## STATED GOAL
Write out every line of the items below again, requests included, but add 94 to each coordinate in the answers. Leave the pictures out of your reply.

● ● ● ● ● ● ●

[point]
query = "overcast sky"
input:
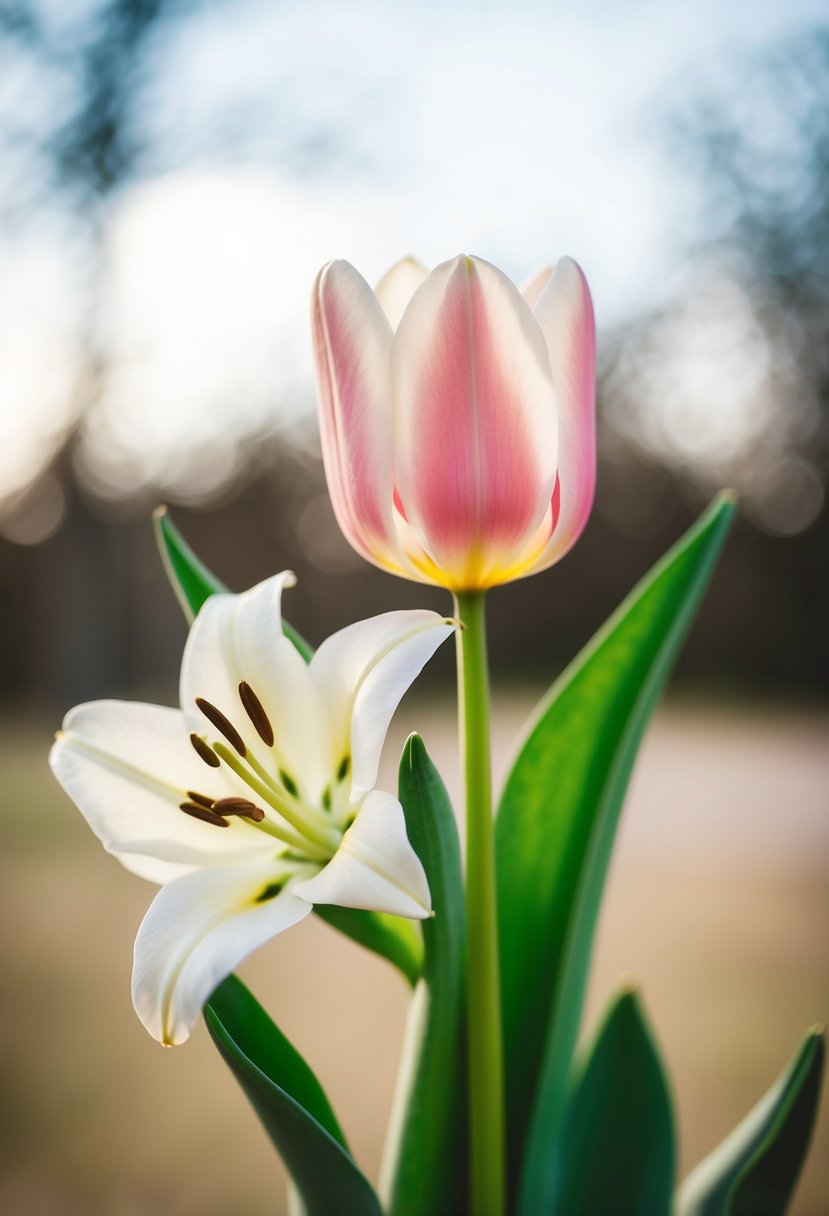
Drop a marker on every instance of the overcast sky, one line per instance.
(371, 130)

● ● ● ● ● ● ●

## RESULT OF THIS TASK
[point]
query = "overcast sky"
input:
Drop a marker on every instance of the overcast sky, one line per instance.
(465, 224)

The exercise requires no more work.